_Task to carry out_
In the listing that follows, the lines starting at the one containing "Q: Tag each instance of the text" and ending at the one containing "Q: Tag each instance of the license" are to be returned exactly, both boundary lines included, and no others.
--------------------------------
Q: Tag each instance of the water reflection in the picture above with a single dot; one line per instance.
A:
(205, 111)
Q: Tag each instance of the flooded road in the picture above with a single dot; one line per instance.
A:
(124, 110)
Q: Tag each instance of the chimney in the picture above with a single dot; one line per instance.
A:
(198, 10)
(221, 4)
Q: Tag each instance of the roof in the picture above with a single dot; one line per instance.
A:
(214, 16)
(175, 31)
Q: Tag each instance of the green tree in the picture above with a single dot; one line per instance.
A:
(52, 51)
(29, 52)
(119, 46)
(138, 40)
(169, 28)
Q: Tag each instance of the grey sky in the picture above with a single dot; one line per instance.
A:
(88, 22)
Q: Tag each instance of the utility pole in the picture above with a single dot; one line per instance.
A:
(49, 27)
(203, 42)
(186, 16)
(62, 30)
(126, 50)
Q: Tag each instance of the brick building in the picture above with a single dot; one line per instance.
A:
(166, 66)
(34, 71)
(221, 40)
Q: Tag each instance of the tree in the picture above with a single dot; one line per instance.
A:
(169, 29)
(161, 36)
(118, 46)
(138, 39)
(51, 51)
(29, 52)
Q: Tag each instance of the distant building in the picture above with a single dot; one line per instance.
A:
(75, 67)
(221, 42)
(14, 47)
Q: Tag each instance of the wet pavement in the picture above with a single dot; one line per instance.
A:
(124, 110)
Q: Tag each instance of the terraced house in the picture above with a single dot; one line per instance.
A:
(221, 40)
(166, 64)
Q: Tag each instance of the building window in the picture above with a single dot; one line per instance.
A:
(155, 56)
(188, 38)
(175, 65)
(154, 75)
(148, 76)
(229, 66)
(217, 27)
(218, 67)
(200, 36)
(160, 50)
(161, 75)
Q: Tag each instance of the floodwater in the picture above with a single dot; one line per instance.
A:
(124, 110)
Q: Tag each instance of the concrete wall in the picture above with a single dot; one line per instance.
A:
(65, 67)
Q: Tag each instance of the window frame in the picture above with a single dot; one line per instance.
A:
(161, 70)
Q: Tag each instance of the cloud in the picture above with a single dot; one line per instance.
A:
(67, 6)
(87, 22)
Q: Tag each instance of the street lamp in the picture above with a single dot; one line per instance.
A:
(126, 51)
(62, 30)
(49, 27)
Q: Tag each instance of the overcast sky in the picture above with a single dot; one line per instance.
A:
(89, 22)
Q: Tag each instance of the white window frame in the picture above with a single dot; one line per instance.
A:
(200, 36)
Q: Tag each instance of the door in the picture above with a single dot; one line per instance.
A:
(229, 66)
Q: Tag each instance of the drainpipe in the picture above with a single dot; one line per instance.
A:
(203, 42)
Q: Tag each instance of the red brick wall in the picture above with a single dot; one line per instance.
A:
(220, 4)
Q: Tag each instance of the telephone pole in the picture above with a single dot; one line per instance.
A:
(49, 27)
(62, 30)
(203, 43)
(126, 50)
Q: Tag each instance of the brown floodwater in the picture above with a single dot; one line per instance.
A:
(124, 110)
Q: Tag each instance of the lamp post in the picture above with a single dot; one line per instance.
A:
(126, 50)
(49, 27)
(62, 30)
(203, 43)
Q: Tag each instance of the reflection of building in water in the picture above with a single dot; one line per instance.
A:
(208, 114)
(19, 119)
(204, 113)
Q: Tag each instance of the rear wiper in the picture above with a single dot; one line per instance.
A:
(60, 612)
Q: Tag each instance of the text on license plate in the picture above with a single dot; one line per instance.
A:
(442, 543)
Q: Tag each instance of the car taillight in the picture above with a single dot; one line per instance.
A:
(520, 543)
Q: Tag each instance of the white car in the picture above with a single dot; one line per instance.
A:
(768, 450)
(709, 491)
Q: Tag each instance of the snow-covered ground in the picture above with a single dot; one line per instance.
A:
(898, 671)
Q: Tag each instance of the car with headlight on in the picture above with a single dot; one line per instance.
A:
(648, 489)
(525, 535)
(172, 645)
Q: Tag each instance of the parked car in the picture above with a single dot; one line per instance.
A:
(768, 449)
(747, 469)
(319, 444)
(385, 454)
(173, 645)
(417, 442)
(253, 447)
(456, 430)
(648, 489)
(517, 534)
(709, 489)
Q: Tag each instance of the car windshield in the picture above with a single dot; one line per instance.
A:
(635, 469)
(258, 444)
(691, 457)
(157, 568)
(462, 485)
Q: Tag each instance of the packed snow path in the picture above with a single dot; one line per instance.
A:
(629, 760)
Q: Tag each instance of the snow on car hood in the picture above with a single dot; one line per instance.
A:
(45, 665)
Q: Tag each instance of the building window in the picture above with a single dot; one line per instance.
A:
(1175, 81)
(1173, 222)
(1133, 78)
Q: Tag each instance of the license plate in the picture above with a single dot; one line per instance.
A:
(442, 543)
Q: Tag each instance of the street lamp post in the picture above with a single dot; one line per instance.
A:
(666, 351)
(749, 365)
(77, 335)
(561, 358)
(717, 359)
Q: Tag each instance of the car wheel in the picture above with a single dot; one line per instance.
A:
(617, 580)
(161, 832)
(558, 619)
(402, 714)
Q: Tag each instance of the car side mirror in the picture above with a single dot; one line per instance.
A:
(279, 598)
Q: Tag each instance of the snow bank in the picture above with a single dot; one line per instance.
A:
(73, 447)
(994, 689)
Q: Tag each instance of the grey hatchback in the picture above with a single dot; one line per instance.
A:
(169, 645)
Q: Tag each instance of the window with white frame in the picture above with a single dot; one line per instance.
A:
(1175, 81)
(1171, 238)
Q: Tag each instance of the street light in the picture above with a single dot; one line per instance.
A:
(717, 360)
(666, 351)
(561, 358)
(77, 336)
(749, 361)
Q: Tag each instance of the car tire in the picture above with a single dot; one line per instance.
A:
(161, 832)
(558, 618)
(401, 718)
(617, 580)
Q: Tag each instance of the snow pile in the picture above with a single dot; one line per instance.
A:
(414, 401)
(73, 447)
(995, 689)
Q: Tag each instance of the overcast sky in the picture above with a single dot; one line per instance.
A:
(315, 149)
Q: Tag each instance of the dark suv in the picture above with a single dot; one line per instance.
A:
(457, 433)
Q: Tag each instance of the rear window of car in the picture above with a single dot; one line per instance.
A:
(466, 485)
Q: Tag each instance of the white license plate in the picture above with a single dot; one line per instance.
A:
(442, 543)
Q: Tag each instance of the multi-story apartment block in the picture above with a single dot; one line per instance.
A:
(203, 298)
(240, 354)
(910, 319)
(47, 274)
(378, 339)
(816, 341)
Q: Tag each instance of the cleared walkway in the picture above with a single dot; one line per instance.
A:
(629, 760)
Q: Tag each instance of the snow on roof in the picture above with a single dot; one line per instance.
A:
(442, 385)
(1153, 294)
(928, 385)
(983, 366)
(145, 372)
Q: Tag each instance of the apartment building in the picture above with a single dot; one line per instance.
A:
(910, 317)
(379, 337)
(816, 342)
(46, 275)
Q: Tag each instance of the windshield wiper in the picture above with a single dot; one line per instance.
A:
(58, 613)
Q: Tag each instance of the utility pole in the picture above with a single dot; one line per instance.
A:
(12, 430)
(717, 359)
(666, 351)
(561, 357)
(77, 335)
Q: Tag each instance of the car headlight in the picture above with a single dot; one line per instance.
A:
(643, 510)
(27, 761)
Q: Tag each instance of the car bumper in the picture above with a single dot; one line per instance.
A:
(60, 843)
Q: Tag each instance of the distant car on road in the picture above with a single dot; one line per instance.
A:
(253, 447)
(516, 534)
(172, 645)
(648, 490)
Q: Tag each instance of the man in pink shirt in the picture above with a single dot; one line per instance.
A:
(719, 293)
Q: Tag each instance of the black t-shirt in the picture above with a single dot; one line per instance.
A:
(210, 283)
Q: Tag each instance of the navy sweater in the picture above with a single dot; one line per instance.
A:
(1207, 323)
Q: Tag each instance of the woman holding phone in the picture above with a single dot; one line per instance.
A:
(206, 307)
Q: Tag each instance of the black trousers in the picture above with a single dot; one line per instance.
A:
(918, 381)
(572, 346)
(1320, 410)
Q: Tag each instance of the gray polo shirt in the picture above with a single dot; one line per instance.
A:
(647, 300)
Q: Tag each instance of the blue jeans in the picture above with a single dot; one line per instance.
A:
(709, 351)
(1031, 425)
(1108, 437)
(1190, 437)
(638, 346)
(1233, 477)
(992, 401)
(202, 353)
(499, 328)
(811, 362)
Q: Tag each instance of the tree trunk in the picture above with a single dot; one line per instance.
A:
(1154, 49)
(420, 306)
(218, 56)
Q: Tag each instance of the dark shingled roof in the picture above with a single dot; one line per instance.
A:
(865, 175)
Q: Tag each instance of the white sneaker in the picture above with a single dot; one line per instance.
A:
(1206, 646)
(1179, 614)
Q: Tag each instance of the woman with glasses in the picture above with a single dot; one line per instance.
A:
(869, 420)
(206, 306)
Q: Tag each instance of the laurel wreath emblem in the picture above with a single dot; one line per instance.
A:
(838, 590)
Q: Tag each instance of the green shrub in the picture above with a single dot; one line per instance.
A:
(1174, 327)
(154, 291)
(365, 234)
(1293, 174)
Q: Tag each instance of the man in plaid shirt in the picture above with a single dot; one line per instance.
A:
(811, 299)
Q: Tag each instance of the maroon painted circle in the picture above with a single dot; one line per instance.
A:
--------------------------------
_Written answer_
Q: Tag each instance of the text on license plate in the picture above with a single dot; one line per instance.
A:
(442, 543)
Q: Tag each instance of the car taillight in the picture above with a single dot; one line per instance.
A:
(520, 543)
Q: Tag each instance of the white car in the picture above with a single dot; one line per instance.
A:
(768, 450)
(709, 491)
Q: Tag each instance of the snow-covered ground in the picture above with a single dot; one line per instance.
A:
(898, 671)
Q: Tag each instance of the car with headlight on in the picture above with a single dot; one line per instance.
A:
(648, 489)
(525, 535)
(172, 645)
Q: Tag each instance of the parked car in the picture above with a single dot; one line per instance.
A:
(768, 449)
(747, 469)
(319, 444)
(385, 454)
(173, 645)
(417, 442)
(253, 447)
(456, 430)
(648, 489)
(517, 534)
(709, 489)
Q: Tag each instance of the car windshield in the picture above with a single dot; one line per instance.
A:
(635, 469)
(258, 444)
(691, 457)
(157, 568)
(462, 485)
Q: Tag each instance of the packed snow path in the picture above with a single dot; one line per instance.
A:
(629, 760)
Q: Tag each instance of the snow on car hood in the picture above with a single dot; one line per instance.
A:
(45, 665)
Q: Tag each instance of the building window in the picture above with a single dot; one line per instance.
A:
(1175, 81)
(1173, 222)
(1133, 78)
Q: Tag each instance of the license plate in the picture above with a single dot; one line per instance.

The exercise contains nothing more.